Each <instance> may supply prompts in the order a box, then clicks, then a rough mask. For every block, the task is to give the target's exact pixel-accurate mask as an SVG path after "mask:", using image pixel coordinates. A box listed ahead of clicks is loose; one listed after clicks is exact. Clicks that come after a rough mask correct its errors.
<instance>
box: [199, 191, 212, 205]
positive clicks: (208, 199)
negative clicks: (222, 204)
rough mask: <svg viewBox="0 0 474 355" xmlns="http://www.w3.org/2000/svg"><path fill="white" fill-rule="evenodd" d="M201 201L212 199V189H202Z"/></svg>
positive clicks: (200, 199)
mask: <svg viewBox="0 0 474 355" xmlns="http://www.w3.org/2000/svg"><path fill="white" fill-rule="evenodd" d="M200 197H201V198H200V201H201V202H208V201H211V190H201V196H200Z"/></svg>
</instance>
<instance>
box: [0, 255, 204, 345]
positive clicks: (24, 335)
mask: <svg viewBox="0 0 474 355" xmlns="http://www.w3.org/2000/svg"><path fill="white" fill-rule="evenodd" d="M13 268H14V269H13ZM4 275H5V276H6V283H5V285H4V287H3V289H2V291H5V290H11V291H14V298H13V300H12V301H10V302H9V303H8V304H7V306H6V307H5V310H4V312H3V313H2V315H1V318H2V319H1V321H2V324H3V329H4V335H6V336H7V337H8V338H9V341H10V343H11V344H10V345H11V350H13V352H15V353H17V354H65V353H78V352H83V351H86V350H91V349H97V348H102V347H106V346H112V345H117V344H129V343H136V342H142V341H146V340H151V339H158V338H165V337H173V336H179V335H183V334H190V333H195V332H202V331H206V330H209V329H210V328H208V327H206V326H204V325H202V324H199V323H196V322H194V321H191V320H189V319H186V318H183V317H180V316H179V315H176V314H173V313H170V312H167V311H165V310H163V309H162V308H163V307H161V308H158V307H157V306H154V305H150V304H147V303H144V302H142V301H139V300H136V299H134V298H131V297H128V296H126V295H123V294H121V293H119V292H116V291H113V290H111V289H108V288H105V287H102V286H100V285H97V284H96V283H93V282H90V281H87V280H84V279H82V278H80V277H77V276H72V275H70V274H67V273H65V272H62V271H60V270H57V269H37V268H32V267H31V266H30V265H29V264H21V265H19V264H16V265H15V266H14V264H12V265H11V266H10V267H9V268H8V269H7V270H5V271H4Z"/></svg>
□ □ □ □
What the exercise asks = Write each record out again exactly.

Result of this task =
Each <instance> may supply prompts in the order a box, then clicks, then a rough mask. For every block, the task is to give the target's exact pixel-accurate mask as an SVG path after "mask:", using image pixel coordinates. A box listed ahead of clicks is loose; one listed after clicks is exact. Clicks that come after a rough mask correct its errors.
<instance>
box: [199, 191, 212, 205]
positive clicks: (208, 199)
negative clicks: (222, 204)
rough mask: <svg viewBox="0 0 474 355" xmlns="http://www.w3.org/2000/svg"><path fill="white" fill-rule="evenodd" d="M201 201L212 199V189H202Z"/></svg>
positive clicks: (200, 199)
mask: <svg viewBox="0 0 474 355" xmlns="http://www.w3.org/2000/svg"><path fill="white" fill-rule="evenodd" d="M200 197H201V198H200V201H201V202H208V201H211V190H201V196H200Z"/></svg>
</instance>
<instance>
box: [0, 255, 204, 345]
positive clicks: (24, 335)
mask: <svg viewBox="0 0 474 355" xmlns="http://www.w3.org/2000/svg"><path fill="white" fill-rule="evenodd" d="M13 268H14V269H13ZM4 275H5V276H6V283H5V285H4V287H3V289H2V291H5V290H11V291H14V298H13V300H12V301H10V302H9V303H8V304H7V306H6V307H5V310H4V312H3V313H2V315H1V318H2V319H1V321H2V324H3V329H4V335H6V336H7V337H8V338H9V341H10V343H11V344H10V345H11V350H13V352H15V353H17V354H65V353H78V352H83V351H86V350H91V349H97V348H102V347H106V346H112V345H117V344H129V343H136V342H142V341H146V340H151V339H158V338H165V337H173V336H179V335H183V334H190V333H195V332H202V331H206V330H209V329H210V328H208V327H206V326H204V325H202V324H199V323H196V322H194V321H191V320H189V319H186V318H183V317H180V316H179V315H176V314H173V313H170V312H167V311H165V310H163V309H162V308H163V307H161V308H158V307H157V306H154V305H150V304H147V303H144V302H142V301H139V300H136V299H134V298H131V297H128V296H126V295H123V294H121V293H119V292H116V291H113V290H111V289H108V288H105V287H102V286H100V285H97V284H96V283H93V282H90V281H87V280H84V279H82V278H80V277H77V276H72V275H70V274H67V273H65V272H62V271H60V270H57V269H37V268H32V267H31V266H30V265H29V264H21V265H19V264H16V265H15V266H14V264H12V265H11V266H10V267H9V268H8V269H7V270H5V271H4Z"/></svg>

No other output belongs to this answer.